● **TASK OBJECTIVE**
Reproduce only the records from the line with "outline clear blue sky, every instance" up to and including the line with "[[[776,2],[0,4],[0,382],[784,353]]]", swapping "clear blue sky" for "open sky" and keeping everything else unchanged.

[START OF MATERIAL PROVIDED]

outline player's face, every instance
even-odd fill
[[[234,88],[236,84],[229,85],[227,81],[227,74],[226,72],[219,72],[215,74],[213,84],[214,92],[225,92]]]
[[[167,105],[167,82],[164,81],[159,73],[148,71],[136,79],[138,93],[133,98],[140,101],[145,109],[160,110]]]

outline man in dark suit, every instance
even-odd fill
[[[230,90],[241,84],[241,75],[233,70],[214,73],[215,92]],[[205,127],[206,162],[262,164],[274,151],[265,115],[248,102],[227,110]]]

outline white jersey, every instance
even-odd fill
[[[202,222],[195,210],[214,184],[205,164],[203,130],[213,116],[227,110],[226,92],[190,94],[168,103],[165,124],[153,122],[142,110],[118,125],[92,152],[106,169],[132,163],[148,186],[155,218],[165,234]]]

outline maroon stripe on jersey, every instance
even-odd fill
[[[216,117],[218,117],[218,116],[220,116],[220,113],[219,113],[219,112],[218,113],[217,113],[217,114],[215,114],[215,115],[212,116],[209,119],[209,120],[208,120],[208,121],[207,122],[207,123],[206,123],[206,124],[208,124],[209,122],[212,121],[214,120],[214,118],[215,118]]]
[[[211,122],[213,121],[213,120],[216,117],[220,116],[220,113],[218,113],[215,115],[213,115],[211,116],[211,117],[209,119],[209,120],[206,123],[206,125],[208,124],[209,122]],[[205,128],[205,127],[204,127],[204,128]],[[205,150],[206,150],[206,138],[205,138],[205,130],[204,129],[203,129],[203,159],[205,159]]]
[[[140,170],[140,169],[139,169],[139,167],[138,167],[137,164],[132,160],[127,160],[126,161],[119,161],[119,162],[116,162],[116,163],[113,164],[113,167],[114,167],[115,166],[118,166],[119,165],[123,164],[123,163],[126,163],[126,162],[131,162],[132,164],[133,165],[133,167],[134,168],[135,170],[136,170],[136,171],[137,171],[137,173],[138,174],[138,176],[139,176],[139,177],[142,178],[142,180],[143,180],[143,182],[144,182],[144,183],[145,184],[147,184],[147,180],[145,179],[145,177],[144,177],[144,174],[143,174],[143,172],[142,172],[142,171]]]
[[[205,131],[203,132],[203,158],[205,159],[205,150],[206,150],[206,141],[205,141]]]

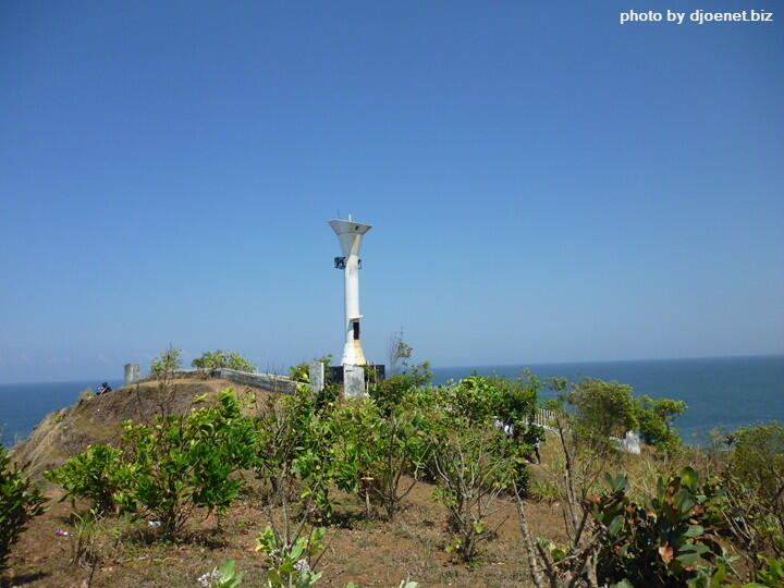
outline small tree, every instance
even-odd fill
[[[446,418],[443,425],[433,439],[430,474],[437,483],[436,498],[449,511],[454,539],[448,549],[470,562],[480,542],[495,535],[495,529],[488,528],[488,518],[510,489],[514,468],[498,453],[502,433],[492,425],[471,426],[464,418]]]
[[[134,470],[121,457],[122,452],[109,445],[90,445],[44,477],[62,486],[61,500],[89,500],[97,514],[105,514],[114,510],[118,493],[134,483]]]
[[[231,388],[218,394],[216,406],[159,417],[154,428],[130,421],[124,428],[136,483],[117,500],[127,511],[159,519],[169,539],[182,531],[195,507],[222,513],[243,486],[231,475],[253,463],[253,424]]]
[[[176,385],[174,385],[174,372],[182,367],[180,350],[170,346],[160,357],[152,359],[150,376],[158,382],[158,412],[160,416],[167,416],[172,411]],[[138,395],[138,387],[136,387]]]
[[[27,527],[27,523],[46,511],[47,499],[23,469],[11,463],[5,448],[0,445],[0,574],[8,567],[11,546]]]
[[[256,367],[237,352],[224,353],[222,350],[205,352],[201,357],[191,362],[191,365],[198,369],[229,368],[237,371],[256,371]]]
[[[747,567],[760,573],[768,565],[762,554],[784,559],[784,427],[747,427],[730,439],[735,449],[721,476],[722,514]]]

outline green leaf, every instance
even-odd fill
[[[684,532],[684,537],[697,537],[705,532],[705,528],[701,525],[689,525],[689,528]]]
[[[684,486],[688,487],[688,489],[691,490],[693,492],[697,491],[697,480],[698,479],[699,479],[699,476],[690,467],[686,466],[681,470],[681,482]]]

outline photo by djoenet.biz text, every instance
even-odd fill
[[[696,9],[678,12],[674,10],[626,10],[618,13],[618,24],[629,23],[672,23],[672,24],[709,24],[709,23],[772,23],[774,14],[761,9],[738,10],[732,12],[713,12]]]

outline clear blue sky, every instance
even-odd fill
[[[776,2],[0,4],[0,382],[784,353]]]

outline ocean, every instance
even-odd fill
[[[433,380],[460,379],[474,369],[482,376],[516,378],[526,368],[539,378],[617,380],[632,385],[638,396],[684,401],[688,409],[675,420],[675,427],[689,444],[702,443],[716,427],[784,422],[782,355],[433,368]]]
[[[632,385],[637,395],[685,401],[688,409],[675,426],[687,443],[701,442],[715,427],[784,422],[784,356],[440,367],[433,368],[433,378],[434,383],[444,383],[475,370],[516,378],[526,368],[539,378],[617,380]],[[11,446],[24,439],[49,413],[72,405],[82,390],[95,390],[98,383],[0,384],[2,443]],[[118,388],[122,381],[109,380],[109,384]]]
[[[120,388],[123,380],[85,380],[0,384],[0,440],[10,448],[26,438],[49,413],[71,406],[79,393],[89,388],[95,392],[101,382]]]

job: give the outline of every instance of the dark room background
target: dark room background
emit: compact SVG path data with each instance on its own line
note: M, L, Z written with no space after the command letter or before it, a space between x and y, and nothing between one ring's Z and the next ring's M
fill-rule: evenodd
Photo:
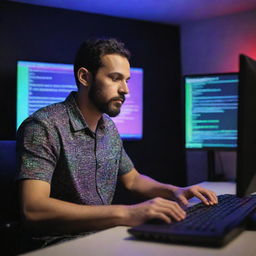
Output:
M82 41L115 37L131 51L131 66L144 69L144 136L125 141L125 149L142 173L186 184L178 26L12 2L0 6L1 140L15 140L17 60L73 63Z

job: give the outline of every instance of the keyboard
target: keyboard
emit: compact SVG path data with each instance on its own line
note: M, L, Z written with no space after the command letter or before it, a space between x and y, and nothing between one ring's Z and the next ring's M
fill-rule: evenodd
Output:
M212 206L199 203L189 207L186 219L170 224L151 221L128 229L138 239L219 247L240 234L256 209L256 196L218 196Z

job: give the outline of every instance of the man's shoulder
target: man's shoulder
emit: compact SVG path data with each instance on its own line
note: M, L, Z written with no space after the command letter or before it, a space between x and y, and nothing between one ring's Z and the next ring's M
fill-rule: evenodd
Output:
M41 123L44 126L64 125L67 120L67 111L64 102L55 103L46 107L40 108L30 115L24 122L23 126Z
M108 129L115 129L115 130L117 130L116 124L112 120L112 118L110 118L107 114L103 114L102 117L103 117L103 120L104 120L105 127L107 127Z

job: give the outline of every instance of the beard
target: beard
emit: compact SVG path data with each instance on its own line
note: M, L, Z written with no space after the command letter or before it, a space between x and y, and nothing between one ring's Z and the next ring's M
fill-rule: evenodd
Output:
M124 94L119 94L118 97L113 97L109 100L106 100L106 98L102 94L102 90L96 83L92 84L88 96L101 113L106 113L110 117L115 117L121 112L122 104L116 101L121 101L122 103L124 103L125 101Z

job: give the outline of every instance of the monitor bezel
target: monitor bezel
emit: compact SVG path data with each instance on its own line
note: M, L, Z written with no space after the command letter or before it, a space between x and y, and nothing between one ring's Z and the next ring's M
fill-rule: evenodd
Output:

[END OF MATERIAL PROVIDED]

● **TASK RESULT**
outline open sky, every instance
even-odd fill
[[[776,2],[0,4],[0,382],[784,353]]]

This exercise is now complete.